Labeled area outline entries
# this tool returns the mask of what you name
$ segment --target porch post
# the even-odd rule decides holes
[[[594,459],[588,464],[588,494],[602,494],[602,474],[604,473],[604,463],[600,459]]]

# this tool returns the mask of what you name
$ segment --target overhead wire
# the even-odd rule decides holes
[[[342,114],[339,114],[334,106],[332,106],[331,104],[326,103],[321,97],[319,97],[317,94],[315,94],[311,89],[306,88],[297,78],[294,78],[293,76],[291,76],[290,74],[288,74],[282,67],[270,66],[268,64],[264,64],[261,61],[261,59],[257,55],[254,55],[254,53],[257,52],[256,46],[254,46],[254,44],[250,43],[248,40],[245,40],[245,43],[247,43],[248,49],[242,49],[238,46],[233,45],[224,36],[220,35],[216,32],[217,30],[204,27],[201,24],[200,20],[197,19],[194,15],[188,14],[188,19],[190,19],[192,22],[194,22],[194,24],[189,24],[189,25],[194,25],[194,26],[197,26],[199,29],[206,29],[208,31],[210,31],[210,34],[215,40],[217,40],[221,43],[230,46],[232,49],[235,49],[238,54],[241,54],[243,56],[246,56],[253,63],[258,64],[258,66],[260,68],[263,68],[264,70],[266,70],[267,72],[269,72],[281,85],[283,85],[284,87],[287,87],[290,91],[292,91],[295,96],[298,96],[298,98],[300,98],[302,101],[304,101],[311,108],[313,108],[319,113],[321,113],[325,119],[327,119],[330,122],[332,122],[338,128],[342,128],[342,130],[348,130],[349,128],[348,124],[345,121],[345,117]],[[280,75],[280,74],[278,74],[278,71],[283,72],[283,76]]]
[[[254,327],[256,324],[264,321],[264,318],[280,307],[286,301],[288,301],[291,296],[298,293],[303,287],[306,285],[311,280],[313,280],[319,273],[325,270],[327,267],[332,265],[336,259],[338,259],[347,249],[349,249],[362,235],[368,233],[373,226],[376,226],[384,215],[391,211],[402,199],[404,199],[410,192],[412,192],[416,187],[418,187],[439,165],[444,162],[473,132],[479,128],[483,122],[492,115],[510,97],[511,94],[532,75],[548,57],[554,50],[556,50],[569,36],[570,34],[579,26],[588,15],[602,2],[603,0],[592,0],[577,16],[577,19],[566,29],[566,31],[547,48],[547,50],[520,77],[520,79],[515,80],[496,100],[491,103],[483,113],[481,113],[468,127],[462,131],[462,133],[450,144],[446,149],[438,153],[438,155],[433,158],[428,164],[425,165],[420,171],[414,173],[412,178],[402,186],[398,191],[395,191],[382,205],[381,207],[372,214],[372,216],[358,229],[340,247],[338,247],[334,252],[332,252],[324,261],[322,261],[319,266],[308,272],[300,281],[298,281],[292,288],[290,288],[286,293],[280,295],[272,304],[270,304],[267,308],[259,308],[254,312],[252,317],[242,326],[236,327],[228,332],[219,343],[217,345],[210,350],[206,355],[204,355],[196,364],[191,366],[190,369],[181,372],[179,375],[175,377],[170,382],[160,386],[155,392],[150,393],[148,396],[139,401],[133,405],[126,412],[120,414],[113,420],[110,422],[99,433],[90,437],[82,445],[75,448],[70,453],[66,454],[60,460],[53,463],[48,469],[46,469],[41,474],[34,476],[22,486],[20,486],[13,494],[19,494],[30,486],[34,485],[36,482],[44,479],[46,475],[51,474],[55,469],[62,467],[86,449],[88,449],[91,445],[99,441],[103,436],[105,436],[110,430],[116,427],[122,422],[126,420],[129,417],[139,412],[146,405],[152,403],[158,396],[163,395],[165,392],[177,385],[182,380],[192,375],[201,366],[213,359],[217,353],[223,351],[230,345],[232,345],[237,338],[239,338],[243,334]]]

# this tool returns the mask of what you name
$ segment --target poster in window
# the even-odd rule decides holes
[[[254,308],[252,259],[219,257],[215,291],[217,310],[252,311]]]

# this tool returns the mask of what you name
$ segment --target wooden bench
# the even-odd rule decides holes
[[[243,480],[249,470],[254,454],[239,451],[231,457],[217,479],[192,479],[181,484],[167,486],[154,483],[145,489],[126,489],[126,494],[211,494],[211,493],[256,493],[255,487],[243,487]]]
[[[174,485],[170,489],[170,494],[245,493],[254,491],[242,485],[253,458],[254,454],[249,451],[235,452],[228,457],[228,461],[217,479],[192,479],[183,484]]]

> **Written instruction**
Pull out every line in the rows above that contains the string "segment", treating uppercase and lowercase as different.

> **Solution to the exercise**
$ segment --target porch post
$ segment --target overhead wire
$ segment --target poster in window
$ segment --target wooden bench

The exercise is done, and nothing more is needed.